Records shown:
begin

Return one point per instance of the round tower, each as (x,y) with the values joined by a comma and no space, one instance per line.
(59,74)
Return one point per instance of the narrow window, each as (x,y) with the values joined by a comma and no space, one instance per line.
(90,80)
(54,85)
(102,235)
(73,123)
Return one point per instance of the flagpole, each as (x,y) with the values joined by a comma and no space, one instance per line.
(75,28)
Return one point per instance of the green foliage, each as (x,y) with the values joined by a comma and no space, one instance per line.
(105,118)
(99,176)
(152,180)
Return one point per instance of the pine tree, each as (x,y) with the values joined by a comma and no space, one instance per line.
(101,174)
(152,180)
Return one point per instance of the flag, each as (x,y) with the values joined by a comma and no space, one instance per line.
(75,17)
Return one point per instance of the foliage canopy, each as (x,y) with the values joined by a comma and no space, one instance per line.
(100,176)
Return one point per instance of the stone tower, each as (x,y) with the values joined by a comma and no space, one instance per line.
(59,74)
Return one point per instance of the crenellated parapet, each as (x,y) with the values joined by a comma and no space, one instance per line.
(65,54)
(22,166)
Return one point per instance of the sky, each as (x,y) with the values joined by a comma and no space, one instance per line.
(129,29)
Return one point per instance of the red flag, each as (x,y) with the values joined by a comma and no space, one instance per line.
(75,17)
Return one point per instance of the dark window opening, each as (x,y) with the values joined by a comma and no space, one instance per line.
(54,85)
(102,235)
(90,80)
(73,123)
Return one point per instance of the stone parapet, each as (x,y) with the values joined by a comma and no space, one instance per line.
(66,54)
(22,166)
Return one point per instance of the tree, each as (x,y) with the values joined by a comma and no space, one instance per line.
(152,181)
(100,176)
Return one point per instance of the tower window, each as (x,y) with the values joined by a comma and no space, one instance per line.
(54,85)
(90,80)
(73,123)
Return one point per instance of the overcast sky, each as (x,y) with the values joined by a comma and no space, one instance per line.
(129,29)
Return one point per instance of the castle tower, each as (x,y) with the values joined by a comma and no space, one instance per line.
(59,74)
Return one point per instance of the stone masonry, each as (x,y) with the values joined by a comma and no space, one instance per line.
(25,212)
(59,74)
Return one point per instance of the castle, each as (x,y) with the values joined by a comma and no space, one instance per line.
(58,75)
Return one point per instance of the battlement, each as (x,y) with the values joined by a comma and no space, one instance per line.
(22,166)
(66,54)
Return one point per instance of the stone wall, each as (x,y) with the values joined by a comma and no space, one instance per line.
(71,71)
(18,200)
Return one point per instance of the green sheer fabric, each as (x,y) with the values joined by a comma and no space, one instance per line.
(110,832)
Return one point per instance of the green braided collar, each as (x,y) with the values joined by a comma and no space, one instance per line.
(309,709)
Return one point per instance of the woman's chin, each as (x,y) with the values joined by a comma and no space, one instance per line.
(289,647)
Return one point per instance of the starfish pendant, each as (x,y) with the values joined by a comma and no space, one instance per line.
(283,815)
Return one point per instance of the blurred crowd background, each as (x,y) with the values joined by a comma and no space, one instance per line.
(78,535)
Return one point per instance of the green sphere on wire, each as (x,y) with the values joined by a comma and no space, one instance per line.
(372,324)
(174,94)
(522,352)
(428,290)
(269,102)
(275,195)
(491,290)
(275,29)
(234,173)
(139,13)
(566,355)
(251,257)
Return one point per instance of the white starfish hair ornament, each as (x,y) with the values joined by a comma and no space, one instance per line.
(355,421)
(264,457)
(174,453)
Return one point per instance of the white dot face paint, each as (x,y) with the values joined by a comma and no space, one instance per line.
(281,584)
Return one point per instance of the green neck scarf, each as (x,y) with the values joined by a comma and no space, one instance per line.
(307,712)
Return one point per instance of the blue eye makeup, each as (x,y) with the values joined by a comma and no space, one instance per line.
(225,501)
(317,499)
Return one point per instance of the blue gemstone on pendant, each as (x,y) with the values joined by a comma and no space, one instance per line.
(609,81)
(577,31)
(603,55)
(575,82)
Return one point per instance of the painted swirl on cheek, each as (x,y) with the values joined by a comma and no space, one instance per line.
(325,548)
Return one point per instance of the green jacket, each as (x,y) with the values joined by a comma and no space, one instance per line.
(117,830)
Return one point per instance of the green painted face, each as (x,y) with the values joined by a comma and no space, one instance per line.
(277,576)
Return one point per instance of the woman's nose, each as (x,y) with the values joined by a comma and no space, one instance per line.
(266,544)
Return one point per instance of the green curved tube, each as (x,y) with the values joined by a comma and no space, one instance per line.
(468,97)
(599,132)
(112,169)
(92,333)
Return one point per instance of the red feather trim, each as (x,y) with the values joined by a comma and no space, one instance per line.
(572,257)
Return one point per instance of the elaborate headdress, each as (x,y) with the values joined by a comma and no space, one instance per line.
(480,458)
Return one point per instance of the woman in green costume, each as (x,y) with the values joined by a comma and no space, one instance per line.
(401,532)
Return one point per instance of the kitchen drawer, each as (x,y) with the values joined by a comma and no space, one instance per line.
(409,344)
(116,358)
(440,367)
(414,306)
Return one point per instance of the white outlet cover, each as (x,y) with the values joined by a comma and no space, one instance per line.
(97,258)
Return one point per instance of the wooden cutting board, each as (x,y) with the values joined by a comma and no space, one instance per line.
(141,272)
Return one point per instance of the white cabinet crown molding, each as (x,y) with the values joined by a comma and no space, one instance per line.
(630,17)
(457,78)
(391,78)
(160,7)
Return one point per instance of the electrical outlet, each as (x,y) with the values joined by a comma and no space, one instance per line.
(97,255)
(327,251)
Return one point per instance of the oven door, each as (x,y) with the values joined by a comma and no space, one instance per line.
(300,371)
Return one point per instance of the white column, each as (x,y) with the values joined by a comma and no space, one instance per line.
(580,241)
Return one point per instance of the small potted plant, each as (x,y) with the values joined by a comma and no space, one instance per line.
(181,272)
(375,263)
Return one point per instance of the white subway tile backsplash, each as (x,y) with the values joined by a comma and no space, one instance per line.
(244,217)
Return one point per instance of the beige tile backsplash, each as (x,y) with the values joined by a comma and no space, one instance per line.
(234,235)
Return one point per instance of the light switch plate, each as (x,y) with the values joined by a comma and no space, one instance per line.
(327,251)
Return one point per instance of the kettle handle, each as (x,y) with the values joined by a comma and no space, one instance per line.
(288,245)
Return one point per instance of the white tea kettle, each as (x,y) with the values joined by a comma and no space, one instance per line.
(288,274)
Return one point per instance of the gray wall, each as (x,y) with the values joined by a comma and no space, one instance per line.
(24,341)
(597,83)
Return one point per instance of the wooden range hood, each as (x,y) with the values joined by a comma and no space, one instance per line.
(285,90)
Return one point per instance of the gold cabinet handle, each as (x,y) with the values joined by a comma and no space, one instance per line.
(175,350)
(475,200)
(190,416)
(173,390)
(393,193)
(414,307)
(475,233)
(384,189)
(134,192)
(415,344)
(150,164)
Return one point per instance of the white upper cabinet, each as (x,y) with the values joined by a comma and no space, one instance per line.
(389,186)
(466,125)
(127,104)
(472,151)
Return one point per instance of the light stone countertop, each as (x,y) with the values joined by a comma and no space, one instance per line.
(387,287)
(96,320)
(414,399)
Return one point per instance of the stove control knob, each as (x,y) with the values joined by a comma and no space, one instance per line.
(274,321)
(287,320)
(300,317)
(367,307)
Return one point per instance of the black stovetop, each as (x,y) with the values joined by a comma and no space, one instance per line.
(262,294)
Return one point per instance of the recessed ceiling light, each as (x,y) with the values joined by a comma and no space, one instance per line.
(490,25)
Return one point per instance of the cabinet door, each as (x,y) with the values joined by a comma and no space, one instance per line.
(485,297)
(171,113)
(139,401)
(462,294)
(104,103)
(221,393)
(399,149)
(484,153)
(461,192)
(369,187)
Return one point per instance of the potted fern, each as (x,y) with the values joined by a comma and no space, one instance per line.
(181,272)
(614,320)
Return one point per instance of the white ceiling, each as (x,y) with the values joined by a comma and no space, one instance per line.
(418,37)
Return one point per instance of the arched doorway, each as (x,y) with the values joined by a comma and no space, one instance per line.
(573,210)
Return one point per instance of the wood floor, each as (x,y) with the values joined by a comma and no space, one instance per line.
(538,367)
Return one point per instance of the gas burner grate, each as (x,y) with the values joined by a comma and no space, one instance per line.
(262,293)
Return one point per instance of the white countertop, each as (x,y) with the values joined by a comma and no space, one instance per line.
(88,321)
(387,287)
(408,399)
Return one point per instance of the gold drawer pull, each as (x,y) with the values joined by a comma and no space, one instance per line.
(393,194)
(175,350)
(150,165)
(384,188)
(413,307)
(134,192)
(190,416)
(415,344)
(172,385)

end

Task brief: Copy each line exactly, from the line containing "Return one point per instance of the arched" down to the last line of the material, and no other lines.

Response to the exercise:
Return one point per instance of the arched doorway, each as (x,y) with the values joined by a comma and no space, one instance per line.
(573,210)
Return one point per instance of the wood floor, each as (x,y) with the values joined by a comma and no space, one instance per line.
(538,367)
Return one point per instance of the gas burner grate, each as (x,y) with the values joined by a comma and no space, one instance per line.
(262,293)
Return one point per instance of the white countertop, each as (x,y) with the values joined by a comma and no space, one instance per line.
(88,321)
(387,287)
(408,399)
Return one point per instance of the gold drawer pull, each as (x,y) with the values joined by a comma and no space, one instance per line.
(393,194)
(175,350)
(150,165)
(384,188)
(413,307)
(134,192)
(190,416)
(415,344)
(172,385)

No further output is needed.